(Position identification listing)
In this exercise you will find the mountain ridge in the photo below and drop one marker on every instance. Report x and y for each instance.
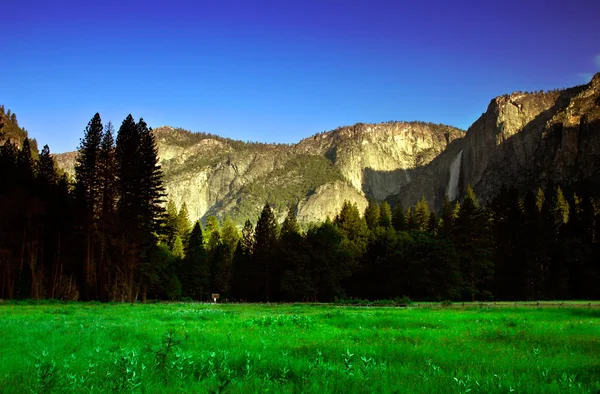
(510, 144)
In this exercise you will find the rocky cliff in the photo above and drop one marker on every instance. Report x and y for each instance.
(219, 176)
(523, 139)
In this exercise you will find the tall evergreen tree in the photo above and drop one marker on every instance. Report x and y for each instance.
(242, 266)
(195, 274)
(447, 219)
(421, 214)
(372, 215)
(89, 190)
(385, 215)
(398, 217)
(183, 222)
(265, 239)
(45, 169)
(473, 244)
(107, 170)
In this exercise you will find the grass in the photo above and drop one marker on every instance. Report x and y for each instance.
(187, 347)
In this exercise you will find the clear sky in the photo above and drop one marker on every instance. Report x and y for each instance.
(282, 70)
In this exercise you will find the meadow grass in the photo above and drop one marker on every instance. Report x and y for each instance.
(190, 347)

__Task instructions__
Copy out the whole listing above, every request included, shifting each coordinate in the answers by adding -99 to both its x and y values. Leave the pictures out of your copy.

__Solution__
In this exercise you will find the mountain ridge in the photo below and drop one marker on every instance. Report x and y for each instance.
(411, 45)
In this exercise you will find the rocky cliff in the photo above and drop one marker on every instance. Report x and y for each instance.
(120, 77)
(424, 40)
In this exercise you will find the tall evergreen tree in the photo above and drop one marker on every instance. Report x and y for each instance.
(143, 167)
(96, 175)
(348, 120)
(322, 115)
(273, 116)
(-10, 91)
(286, 116)
(299, 118)
(84, 123)
(166, 140)
(-54, 70)
(374, 145)
(8, 71)
In this exercise you will find the grass in the photo above and drop one marker on every instance. Report x and y for each instance.
(88, 248)
In this exercise you will find the clear sky in the photo above and drop one marker on every instance. Report x and y for each instance.
(183, -29)
In this exercise you will find the meadow grass in the photo above and drop one marker on every instance. Report x and y for each instance.
(91, 248)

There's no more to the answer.